- **WHAT IS EXPECTED**
Every line in the entries where "outline" is found should be copied.

--- START ---

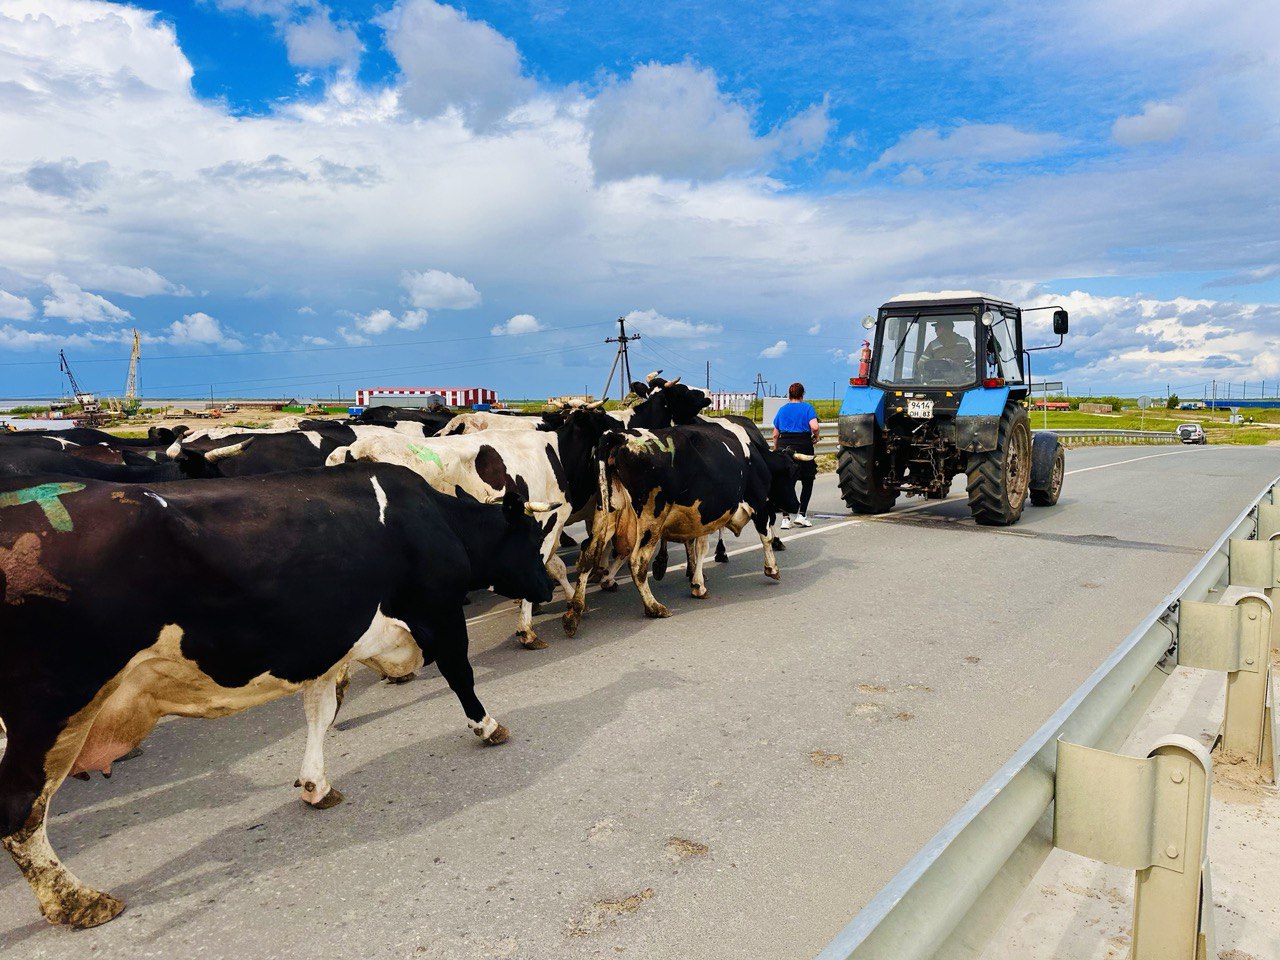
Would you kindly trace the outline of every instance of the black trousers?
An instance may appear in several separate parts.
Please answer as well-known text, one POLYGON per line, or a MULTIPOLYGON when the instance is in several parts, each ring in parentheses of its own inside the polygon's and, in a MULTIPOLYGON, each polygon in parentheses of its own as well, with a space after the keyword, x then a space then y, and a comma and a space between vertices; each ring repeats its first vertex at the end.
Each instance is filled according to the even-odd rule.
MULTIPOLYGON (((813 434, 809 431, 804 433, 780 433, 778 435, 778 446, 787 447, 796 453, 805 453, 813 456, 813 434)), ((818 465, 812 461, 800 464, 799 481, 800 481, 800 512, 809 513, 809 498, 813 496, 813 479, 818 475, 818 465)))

--- END ---
--- START ---

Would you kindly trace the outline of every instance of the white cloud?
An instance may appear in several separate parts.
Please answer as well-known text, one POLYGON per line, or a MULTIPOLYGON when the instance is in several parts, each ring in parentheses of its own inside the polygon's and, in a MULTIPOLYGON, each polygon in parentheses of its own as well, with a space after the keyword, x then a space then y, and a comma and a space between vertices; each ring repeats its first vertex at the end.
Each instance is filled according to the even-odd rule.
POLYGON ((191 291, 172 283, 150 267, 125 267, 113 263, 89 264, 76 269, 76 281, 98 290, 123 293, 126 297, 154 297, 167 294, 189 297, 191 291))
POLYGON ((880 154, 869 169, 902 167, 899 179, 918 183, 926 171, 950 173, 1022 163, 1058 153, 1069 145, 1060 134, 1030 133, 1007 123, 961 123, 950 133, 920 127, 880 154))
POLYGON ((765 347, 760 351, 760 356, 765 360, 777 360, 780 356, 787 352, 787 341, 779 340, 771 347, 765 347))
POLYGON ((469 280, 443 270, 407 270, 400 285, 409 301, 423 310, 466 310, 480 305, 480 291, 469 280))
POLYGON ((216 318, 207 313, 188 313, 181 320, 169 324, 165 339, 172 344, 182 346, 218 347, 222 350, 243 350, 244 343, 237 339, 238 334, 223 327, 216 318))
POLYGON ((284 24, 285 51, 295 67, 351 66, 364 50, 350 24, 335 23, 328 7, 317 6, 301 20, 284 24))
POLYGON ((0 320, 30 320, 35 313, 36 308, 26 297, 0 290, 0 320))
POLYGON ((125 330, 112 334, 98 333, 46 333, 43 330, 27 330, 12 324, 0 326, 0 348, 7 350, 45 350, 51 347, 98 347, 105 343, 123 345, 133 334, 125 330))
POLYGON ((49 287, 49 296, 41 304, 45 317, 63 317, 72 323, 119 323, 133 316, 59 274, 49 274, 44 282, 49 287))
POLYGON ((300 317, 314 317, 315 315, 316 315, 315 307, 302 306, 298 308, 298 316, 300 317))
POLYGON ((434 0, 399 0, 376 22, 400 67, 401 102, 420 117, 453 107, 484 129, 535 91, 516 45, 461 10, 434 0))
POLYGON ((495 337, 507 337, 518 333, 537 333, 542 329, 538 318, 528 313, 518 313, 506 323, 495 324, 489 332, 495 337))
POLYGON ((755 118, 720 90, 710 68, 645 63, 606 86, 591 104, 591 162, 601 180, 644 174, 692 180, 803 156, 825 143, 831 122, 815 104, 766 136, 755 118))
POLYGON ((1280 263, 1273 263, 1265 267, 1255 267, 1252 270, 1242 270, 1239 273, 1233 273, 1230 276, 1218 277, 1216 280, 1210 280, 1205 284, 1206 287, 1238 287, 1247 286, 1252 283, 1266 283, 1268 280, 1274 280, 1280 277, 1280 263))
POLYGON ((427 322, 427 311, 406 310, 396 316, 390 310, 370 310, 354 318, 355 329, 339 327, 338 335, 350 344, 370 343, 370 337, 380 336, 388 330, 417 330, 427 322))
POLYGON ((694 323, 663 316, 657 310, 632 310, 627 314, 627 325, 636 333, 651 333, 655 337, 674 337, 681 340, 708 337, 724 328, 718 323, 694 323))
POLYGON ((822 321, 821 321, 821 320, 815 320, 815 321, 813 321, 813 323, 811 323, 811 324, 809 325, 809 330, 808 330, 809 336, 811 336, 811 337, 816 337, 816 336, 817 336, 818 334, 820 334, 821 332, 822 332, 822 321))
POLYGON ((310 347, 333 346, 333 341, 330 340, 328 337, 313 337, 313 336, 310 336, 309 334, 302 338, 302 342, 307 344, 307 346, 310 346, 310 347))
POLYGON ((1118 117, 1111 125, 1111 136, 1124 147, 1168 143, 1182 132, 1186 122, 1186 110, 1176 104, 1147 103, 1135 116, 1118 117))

--- END ---

- **ANSWER**
Would you kindly trace the outline of every instance of the black trousers?
Would you kindly trace the outline of every instance of the white cloud?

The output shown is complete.